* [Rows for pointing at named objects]
....

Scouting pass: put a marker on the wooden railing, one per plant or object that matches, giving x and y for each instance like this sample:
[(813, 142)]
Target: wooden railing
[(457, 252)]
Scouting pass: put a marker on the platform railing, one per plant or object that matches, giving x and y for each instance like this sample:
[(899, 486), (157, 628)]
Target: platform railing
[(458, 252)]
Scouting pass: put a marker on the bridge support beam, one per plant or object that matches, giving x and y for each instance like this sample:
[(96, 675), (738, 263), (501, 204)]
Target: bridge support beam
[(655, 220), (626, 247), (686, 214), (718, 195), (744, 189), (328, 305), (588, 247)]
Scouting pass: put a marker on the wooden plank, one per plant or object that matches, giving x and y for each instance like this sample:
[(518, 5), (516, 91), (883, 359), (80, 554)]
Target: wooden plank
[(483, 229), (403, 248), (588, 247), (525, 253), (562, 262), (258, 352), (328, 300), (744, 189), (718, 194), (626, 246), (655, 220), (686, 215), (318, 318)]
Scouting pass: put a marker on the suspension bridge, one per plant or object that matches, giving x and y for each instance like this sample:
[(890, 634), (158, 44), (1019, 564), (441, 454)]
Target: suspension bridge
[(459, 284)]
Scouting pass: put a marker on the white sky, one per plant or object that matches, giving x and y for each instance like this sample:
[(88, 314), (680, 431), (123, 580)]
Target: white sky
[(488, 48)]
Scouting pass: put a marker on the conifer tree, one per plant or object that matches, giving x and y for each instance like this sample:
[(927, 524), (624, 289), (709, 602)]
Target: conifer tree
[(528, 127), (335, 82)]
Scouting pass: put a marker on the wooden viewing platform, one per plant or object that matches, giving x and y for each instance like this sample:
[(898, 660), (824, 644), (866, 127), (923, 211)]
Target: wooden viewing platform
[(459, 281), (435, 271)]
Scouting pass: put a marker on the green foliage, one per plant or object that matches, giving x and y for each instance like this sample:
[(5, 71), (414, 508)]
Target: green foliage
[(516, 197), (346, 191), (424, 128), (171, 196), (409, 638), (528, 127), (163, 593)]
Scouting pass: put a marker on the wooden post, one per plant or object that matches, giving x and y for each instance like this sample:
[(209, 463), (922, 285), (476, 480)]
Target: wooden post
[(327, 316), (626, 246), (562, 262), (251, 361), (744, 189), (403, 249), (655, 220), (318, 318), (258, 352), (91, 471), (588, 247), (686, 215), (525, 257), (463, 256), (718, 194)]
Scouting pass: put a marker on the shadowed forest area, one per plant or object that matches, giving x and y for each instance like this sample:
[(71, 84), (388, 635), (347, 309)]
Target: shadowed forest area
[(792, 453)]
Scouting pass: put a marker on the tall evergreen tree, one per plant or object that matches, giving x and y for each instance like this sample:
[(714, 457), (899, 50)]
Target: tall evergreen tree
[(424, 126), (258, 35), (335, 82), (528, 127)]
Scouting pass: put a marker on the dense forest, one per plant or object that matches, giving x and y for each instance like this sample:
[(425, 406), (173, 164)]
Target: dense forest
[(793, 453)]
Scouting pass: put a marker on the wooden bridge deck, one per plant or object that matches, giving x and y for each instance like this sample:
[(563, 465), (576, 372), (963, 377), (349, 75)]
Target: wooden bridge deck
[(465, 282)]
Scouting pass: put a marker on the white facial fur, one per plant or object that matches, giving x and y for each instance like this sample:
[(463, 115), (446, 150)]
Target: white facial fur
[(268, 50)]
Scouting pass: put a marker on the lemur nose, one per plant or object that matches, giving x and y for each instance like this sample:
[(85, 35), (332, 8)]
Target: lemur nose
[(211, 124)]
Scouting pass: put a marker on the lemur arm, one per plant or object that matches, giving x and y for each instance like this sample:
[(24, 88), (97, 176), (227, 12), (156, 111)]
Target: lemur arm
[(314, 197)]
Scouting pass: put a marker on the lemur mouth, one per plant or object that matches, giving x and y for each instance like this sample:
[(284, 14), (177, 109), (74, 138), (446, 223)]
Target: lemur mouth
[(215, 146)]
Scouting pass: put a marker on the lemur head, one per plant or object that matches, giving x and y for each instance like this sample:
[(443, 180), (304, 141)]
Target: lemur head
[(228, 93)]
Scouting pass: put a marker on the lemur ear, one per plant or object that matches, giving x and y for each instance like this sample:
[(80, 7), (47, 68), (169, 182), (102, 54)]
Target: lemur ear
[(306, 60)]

....

* [AIM]
Give the lines from the start of the rows through the line that contains "[(457, 252)]" as a Markdown table with the columns No. and Line. Number each line and leave out any blank lines.

* [RIGHT ANSWER]
| No. | Line |
|---|---|
| 1 | Scouting pass: put a marker on the wooden railing, one per plant or object that matches, giving x and y for each instance like this sample: |
| 2 | [(813, 142)] |
| 3 | Target: wooden railing |
| 4 | [(457, 252)] |